*** Opening of Exercise passage ***

CARDIAC REHABILITATION

Judy Chapman, MSHA, RN, and Karen Doy, MS, ACSM, Certified Exercise Specialist

What is cardiac rehabilitation?

Cardiac rehabilitation is a medically supervised, structured, exercise-based program that has evolved to be an accepted therapy in the healthcare community. The ultimate goal of this secondary prevention program is to enable patients with cardiac disorders to resume active and productive lives within the limitations imposed by their disease process for as long as possible.

Cardiac rehabilitation consists of 3 phases and periodic follow-up evaluations that include cardiovascular monitoring, physical exercise, and risk factor modifications. These therapeutic regimens attempt to reduce the risk of another cardiac event or to keep an already present heart condition from getting worse and to improve quality of life.

What are the 3 phases of cardiac rehabilitation?

Phase I is the inpatient program that begins soon after a cardiac event (such as a heart attack, angioplasty, or a bypass surgery) and finishes when the patient is ready to go home from the hospital. The emphasis is on low-level exercise and education for the patient and family.

Phase II is an outpatient hospital-based program that begins approximately 2 weeks after discharge from the hospital. Patients attend class 3 days per week for 8–12 weeks. Nurses and exercise specialists staff the program. Dietitians, social workers, chaplains, pharmacists, physicians, and others may also be involved in the care. This phase emphasizes monitored exercise and continued education on exercise and lifestyle management.

Phase III is an ongoing community-based exercise and education program supervised by cardiac nurses and exercise specialists. Spouses and significant others may also participate in this maintenance program with a referral from a physician.

Phase IV is a continuation of Phase III but without supervision. In this phase, the patients continue to apply what they have learned during the preceding phases.

Who benefits from cardiac rehabilitation?

*** Close of Exercise passage ***

Task 1
Answer these questions about the cardiac rehabilitation passage.
(a) What does Phase I emphasize?
(b) About how long after hospital discharge does Phase II begin?
(c) What do spouses and significant others need in order to take part in Phase III?
Task 2
Rewrite the cardiac rehabilitation passage from "Phase II is" to "the preceding phases.", replacing "maintenance" with "long-term".
Task 3
Decide whether each statement agrees with the cardiac rehabilitation passage. Answer yes or no, and quote the words that settle it.
(a) Phase IV is supervised by cardiac nurses.
(b) Phase I ends when the patient is ready to leave the hospital.
(c) Phase II patients attend class for 8–12 weeks.

*** Opening of Record excerpts ***

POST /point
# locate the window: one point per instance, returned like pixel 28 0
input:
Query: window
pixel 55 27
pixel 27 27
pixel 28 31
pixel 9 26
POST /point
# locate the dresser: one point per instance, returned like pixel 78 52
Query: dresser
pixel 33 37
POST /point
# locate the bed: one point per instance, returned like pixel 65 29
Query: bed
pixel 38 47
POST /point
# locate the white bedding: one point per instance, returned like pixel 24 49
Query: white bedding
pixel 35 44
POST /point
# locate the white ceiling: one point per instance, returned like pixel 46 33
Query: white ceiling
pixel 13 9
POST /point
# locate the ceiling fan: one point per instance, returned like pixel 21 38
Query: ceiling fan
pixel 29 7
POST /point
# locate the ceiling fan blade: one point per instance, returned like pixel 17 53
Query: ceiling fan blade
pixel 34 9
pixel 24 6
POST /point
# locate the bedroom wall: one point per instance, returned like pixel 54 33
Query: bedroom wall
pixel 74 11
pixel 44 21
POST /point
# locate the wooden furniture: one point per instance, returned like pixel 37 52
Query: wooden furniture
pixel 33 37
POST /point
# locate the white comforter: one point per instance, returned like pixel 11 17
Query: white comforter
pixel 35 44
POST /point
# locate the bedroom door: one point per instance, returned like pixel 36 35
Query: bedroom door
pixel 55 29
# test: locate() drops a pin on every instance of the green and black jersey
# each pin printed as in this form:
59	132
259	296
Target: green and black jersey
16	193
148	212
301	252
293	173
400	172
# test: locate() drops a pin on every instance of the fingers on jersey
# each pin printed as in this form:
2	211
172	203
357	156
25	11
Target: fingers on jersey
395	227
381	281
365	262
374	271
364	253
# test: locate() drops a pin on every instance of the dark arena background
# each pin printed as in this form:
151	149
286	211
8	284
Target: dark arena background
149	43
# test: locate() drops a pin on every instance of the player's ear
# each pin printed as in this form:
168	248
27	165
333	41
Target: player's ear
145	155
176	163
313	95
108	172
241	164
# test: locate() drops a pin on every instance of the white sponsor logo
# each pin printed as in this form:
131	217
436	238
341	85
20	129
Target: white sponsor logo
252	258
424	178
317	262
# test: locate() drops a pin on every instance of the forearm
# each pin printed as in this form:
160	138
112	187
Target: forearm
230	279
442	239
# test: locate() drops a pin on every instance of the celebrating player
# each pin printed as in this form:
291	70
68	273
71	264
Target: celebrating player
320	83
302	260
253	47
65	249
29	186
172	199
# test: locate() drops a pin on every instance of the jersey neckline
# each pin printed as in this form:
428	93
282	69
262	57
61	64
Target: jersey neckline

*** Close of Record excerpts ***

Written answer 1
(a) Low-level exercise and education for the patient and family.
(b) Approximately 2 weeks.
(c) A referral from a physician.

Written answer 2
Phase II is an outpatient hospital-based program that begins approximately 2 weeks after discharge from the hospital. Patients attend class 3 days per week for 8–12 weeks. Nurses and exercise specialists staff the program. Dietitians, social workers, chaplains, pharmacists, physicians, and others may also be involved in the care. This phase emphasizes monitored exercise and continued education on exercise and lifestyle management.

Phase III is an ongoing community-based exercise and education program supervised by cardiac nurses and exercise specialists. Spouses and significant others may also participate in this long-term program with a referral from a physician.

Phase IV is a continuation of Phase III but without supervision. In this phase, the patients continue to apply what they have learned during the preceding phases.

Written answer 3
(a) No: "Phase IV is a continuation of Phase III but without supervision."
(b) Yes: "finishes when the patient is ready to go home from the hospital"
(c) Yes: "Patients attend class 3 days per week for 8–12 weeks."